§ **TASK OBJECTIVE**
Repeat every line below exactly, word for word.

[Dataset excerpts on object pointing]
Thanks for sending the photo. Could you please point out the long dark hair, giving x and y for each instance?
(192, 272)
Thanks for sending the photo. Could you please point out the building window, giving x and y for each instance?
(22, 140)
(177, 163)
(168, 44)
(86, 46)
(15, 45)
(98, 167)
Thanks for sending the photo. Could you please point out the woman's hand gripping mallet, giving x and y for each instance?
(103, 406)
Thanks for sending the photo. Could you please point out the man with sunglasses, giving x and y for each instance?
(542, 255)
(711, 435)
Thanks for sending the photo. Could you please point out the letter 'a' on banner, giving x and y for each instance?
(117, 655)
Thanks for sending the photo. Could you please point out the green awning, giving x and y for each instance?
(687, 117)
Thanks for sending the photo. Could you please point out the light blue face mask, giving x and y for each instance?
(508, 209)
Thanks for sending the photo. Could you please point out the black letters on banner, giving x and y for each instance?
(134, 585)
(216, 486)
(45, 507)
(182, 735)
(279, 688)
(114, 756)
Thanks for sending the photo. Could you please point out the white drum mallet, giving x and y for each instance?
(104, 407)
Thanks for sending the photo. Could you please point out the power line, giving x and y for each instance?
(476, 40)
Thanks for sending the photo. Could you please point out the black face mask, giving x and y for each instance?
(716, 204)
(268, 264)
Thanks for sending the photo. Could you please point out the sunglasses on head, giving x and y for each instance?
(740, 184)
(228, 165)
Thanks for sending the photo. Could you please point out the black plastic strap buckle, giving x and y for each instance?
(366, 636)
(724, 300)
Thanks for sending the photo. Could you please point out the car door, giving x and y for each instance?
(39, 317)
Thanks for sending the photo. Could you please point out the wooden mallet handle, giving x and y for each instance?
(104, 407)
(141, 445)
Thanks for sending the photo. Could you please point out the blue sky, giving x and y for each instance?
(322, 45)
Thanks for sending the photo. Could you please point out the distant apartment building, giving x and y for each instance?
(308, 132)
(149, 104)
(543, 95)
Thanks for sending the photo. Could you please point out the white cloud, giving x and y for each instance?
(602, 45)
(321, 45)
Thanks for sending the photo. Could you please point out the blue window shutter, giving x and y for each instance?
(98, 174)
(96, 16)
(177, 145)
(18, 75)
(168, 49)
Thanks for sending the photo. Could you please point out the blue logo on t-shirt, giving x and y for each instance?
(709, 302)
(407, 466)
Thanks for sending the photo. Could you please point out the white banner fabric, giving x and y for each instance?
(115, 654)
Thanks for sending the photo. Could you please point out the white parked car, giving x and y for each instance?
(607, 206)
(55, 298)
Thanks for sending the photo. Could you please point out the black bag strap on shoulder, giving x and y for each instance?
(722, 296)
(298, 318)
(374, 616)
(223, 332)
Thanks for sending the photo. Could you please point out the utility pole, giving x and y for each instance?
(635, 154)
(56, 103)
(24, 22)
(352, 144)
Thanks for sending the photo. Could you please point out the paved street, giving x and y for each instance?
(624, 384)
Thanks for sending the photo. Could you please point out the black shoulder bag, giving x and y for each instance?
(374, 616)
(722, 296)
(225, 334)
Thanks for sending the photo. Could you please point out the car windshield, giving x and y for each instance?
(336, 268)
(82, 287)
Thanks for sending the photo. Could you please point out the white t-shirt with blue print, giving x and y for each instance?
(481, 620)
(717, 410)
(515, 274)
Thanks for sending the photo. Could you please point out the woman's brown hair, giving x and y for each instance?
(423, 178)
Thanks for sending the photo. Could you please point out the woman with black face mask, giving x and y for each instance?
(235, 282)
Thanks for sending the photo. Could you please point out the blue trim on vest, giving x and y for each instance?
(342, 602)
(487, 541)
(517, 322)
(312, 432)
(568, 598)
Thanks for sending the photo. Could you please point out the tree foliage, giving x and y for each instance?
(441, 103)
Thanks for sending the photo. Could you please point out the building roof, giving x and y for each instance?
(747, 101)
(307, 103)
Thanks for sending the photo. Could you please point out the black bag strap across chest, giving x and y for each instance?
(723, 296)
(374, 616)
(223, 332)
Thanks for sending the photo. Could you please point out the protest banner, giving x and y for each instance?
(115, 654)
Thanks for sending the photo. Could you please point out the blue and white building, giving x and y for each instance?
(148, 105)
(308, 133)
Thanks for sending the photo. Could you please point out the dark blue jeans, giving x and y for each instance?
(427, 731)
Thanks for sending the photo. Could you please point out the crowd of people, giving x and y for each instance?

§ **RESULT OF THIS TASK**
Thanks for sending the photo. Could you please point out the long dark hair, giving x and y for each instance?
(192, 272)
Thanks for sending the photo. Could you please point out the building window, giving x and y for each instance?
(22, 140)
(177, 163)
(168, 44)
(86, 46)
(15, 45)
(98, 167)
Thanks for sending the photo. Could you please point out the woman's hand gripping mallet, giving x and y for each instance?
(103, 406)
Thanks for sending the photo. Could you please point out the man with sunglasses, giving x and y for each instance?
(542, 255)
(711, 435)
Thanks for sending the photo. Could you please point out the letter 'a' on banner, giving x and y for each instance?
(117, 655)
Thanks for sending the photo. Could you please point out the green awning, giving x and y for each instance?
(687, 117)
Thanks for sending the photo. Could you please point out the light blue face mask, giving x and y for each instance?
(508, 209)
Thanks for sending the photo. Could you please point out the black letters on banner, giving x and y for each instance?
(134, 585)
(216, 486)
(45, 507)
(182, 735)
(279, 688)
(114, 756)
Thanks for sending the photo. Could you please point out the white drum mallet, giving x and y for each instance?
(104, 407)
Thanks for sending the photo. Could you please point out the power line, giving x and y for each instance?
(476, 40)
Thanks for sending the photo. Could you please point out the black face mask, giving x and y for each instance?
(716, 204)
(268, 264)
Thanks for sending the photo. Could you please point out the sunglasses on head, giving x and y for each instance?
(740, 184)
(228, 165)
Thanks for sending the photo. Could you please point out the black plastic strap buckle, giving x and y for each instance?
(366, 636)
(724, 300)
Thanks for sending the photo. Could you please point out the car door, giving x and y for each instance?
(39, 317)
Thanks for sending the photo. Could you please point out the wooden mallet handle, giving x and y for each instance?
(104, 407)
(141, 445)
Thanks for sending the photo. Could you please point out the blue sky, giving x and y for each instance?
(322, 45)
Thanks for sending the photo. Could you please point out the distant apartment building, giving x and y for each instance?
(308, 132)
(149, 104)
(543, 95)
Thanks for sending the photo. Could you please point out the white cloud, giving x and y for each instance?
(602, 45)
(321, 45)
Thanks for sending the photo. Could you please point out the blue window shutter, giving x and y for each instance?
(98, 174)
(96, 16)
(177, 145)
(18, 75)
(168, 49)
Thanks for sending the photo. Could you please point out the blue logo on t-shirt, giving x and y for each instance?
(709, 302)
(407, 466)
Thanks for sending the photo. Could you please point out the white banner fabric, giving x and y for each instance?
(115, 654)
Thanks for sending the photo. Could you please point out the white parked car, giving x and y for each instance?
(607, 206)
(55, 298)
Thanks for sending the photo. Could you please point out the black bag strap on shoulder, giving x and y for each instance?
(722, 296)
(298, 318)
(374, 616)
(223, 332)
Thanks for sending the photo. Could you please point out the utility pole, giving x and y for each instance?
(635, 154)
(56, 103)
(24, 22)
(352, 144)
Thanks for sending the photo. Could you please point out the paved street, giving x and y for each instance?
(624, 384)
Thanks for sending the photo. Could you please point out the black shoulder bag, giving x and y for each instance?
(374, 616)
(722, 296)
(225, 334)
Thanks for sending the photo. Could you please point out the car windshield, giving x and y for each instance?
(336, 268)
(82, 287)
Thanks for sending the photo. Could you please point out the white t-shirt with blue print, giving x and y for each instance?
(481, 620)
(717, 410)
(515, 274)
Thanks for sending the photo. Could you please point out the woman's brown hair, giving x and y for each instance?
(423, 178)
Thanks for sending the photo. Could you please point out the woman with black face mask, giving x and y for each instance?
(235, 282)
Thanks for sending the photo. Could you please point out the blue trim on vest, giving x and y for each instance?
(342, 602)
(487, 541)
(517, 322)
(312, 432)
(568, 598)
Thanks for sending the photo. Could you please point out the tree foliage, giving x and y for each instance?
(441, 103)
Thanks for sending the photo. Could you please point out the building roof, giving x and y for each instance?
(747, 101)
(307, 103)
Thanks for sending the photo. Could you please point out the black bag strap across chest, giving x and y for each instance?
(723, 296)
(374, 616)
(223, 332)
Thanks for sending the photo. Could you please point out the protest banner, giving x and y for each instance?
(115, 654)
Thanks for sending the photo. Could you please point out the blue and white building, giving x and y for each instance?
(148, 105)
(308, 133)
Thanks for sending the photo. Could you please point out the dark blue jeans, giving x and y for each instance?
(427, 731)
Thanks for sending the photo. Could you please point out the crowd of people, giving x and y for each instance?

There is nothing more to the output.